Beijing: China will lift its quarantine requirement for inbound travelers starting January 8. It will also resume issuing visas for residents to travel overseas. China’s immigration authorities have said that they will start receiving applications for issuing passports for tourism and visits abroad beginning January 8, NHK World reported.
The easing came days after Chila diluted hard COVID zero policy
The easing came days after mainland China diluted its harsh COVID zero policy and slightly lifted its restrictions on international travellers. Earlier, the Chinese government announced plans to ease border restrictions and resume overseas visits in an orderly manner as per the international COVID-19 situation.
China has banned agencies from accepting booking for tours packages
As per the NHK World report, Chinese media had said that access to major online travel sites for bookings to popular destinations, including Japan and Thailand increased ten-fold after the government’s announcement. Meanwhile, China has imposed a ban on such agencies from accepting bookings of group tours and giving sales of package tours, according to NHK World. China will lift the travel restrictions from January 8, the Civil Aviation Administration of China (CAAC) said on Wednesday.
WIll end 75 per cent restriction for passenger capacity
The CAAC said that it will resume international passenger traffic, according to Global Times. According to the new policies released on the official website of the CAAC, China will stop designating inbound high-risk flights and call an end to the 75 per cent restriction for passenger capacity on inbound flights.

* Source information:
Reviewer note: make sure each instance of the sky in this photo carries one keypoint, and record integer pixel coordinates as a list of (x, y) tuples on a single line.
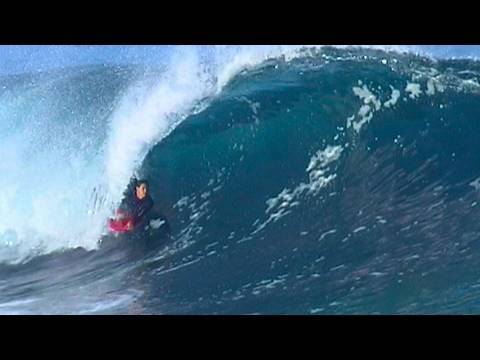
[(16, 59)]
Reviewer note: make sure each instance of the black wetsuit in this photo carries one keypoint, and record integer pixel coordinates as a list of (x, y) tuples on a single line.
[(133, 207)]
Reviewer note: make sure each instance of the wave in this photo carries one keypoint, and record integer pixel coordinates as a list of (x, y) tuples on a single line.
[(73, 137)]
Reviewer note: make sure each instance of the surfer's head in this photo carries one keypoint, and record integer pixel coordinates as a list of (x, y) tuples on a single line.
[(141, 189)]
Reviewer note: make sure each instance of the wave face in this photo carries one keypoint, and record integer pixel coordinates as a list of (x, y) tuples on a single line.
[(334, 181)]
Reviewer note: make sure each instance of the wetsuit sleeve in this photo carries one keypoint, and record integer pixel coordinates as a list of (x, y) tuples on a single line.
[(142, 209)]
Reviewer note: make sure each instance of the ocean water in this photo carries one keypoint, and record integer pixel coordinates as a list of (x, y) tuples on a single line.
[(319, 180)]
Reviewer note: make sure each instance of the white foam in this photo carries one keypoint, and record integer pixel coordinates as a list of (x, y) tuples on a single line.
[(317, 169), (413, 89)]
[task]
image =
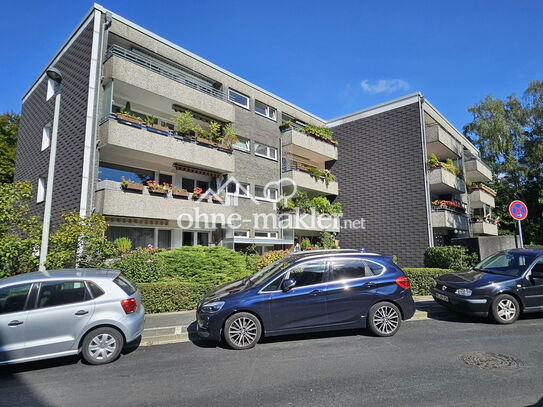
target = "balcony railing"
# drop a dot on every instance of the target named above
(167, 70)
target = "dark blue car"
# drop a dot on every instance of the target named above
(501, 286)
(309, 292)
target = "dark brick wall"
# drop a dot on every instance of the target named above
(381, 179)
(31, 162)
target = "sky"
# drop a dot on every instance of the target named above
(328, 57)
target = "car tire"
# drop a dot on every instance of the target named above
(102, 345)
(384, 319)
(505, 309)
(242, 331)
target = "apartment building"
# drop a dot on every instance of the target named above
(401, 166)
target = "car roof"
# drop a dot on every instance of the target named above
(90, 274)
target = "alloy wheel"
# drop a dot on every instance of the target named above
(386, 320)
(243, 331)
(102, 346)
(506, 309)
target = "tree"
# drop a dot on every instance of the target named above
(79, 242)
(9, 128)
(19, 233)
(509, 134)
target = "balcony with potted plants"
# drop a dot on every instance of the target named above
(445, 177)
(314, 142)
(480, 195)
(207, 145)
(449, 215)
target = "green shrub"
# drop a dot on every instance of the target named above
(449, 257)
(171, 296)
(422, 279)
(207, 265)
(141, 265)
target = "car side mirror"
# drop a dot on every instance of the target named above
(288, 284)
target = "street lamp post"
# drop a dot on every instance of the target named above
(55, 75)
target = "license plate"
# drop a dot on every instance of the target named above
(441, 297)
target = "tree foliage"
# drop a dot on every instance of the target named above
(509, 134)
(19, 232)
(9, 128)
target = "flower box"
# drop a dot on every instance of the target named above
(132, 186)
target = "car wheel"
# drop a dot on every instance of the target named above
(242, 331)
(384, 319)
(102, 345)
(505, 309)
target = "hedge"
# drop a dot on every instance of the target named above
(172, 296)
(422, 278)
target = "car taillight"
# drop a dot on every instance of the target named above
(129, 305)
(403, 282)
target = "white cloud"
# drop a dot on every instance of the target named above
(384, 85)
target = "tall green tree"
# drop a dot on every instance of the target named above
(9, 128)
(509, 134)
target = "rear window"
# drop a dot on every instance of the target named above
(127, 286)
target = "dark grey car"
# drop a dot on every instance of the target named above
(65, 312)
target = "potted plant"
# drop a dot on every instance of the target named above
(129, 185)
(180, 192)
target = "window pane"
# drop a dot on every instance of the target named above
(114, 172)
(68, 292)
(308, 273)
(13, 298)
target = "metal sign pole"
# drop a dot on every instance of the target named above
(521, 241)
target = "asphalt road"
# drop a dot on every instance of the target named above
(420, 366)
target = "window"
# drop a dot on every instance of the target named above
(309, 273)
(13, 298)
(46, 138)
(266, 235)
(263, 150)
(114, 172)
(67, 292)
(40, 195)
(265, 110)
(238, 98)
(243, 144)
(269, 194)
(51, 84)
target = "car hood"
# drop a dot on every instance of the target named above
(472, 278)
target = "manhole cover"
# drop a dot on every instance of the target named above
(484, 360)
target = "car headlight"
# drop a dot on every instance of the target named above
(464, 292)
(212, 306)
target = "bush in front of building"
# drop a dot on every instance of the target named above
(449, 257)
(422, 279)
(171, 296)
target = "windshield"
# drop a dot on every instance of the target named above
(508, 264)
(268, 271)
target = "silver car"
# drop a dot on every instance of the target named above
(65, 312)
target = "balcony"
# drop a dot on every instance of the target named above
(449, 219)
(113, 201)
(477, 171)
(481, 195)
(445, 182)
(122, 140)
(485, 228)
(158, 78)
(441, 143)
(304, 145)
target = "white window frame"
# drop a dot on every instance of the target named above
(269, 149)
(243, 140)
(40, 194)
(269, 111)
(269, 235)
(246, 106)
(46, 137)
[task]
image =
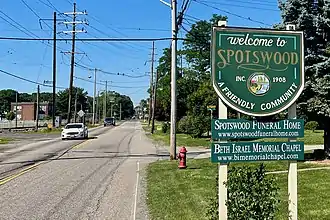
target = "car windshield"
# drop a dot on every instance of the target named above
(73, 126)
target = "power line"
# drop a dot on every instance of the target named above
(113, 29)
(28, 80)
(233, 14)
(127, 44)
(239, 6)
(251, 2)
(90, 39)
(111, 73)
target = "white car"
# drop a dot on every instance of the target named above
(75, 131)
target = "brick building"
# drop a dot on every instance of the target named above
(26, 111)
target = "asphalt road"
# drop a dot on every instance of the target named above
(94, 179)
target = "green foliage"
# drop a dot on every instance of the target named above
(194, 125)
(10, 116)
(251, 195)
(311, 125)
(165, 127)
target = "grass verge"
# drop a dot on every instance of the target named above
(5, 140)
(311, 138)
(172, 192)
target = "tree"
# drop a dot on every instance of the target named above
(198, 43)
(313, 19)
(63, 99)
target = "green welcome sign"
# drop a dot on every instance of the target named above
(257, 72)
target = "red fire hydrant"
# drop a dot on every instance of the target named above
(182, 157)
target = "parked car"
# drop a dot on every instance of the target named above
(109, 121)
(75, 131)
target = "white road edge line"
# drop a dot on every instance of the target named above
(136, 189)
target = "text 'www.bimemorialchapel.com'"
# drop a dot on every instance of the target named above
(262, 157)
(253, 134)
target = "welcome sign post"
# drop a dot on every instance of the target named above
(259, 73)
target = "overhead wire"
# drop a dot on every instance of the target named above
(28, 80)
(91, 39)
(113, 29)
(239, 6)
(114, 86)
(111, 73)
(251, 2)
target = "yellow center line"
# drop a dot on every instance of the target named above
(7, 179)
(32, 167)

* List of tasks:
- 1) In the article on China's travel reopening, give the passage starting with "Beijing: China will" and going on through "NHK World reported." again, substituting "travel documents" for "passports".
- 2) From the article on China's travel reopening, list every change that the text attributes to the Civil Aviation Administration of China (CAAC).

* Answers for the tasks:
- 1)
Beijing: China will lift its quarantine requirement for inbound travelers starting January 8. It will also resume issuing visas for residents to travel overseas. China’s immigration authorities have said that they will start receiving applications for issuing travel documents for tourism and visits abroad beginning January 8, NHK World reported.

- 2)
- Lifting the travel restrictions from January 8
- Resuming international passenger traffic
- Stopping the designation of inbound high-risk flights
- Ending the 75 per cent restriction on passenger capacity for inbound flights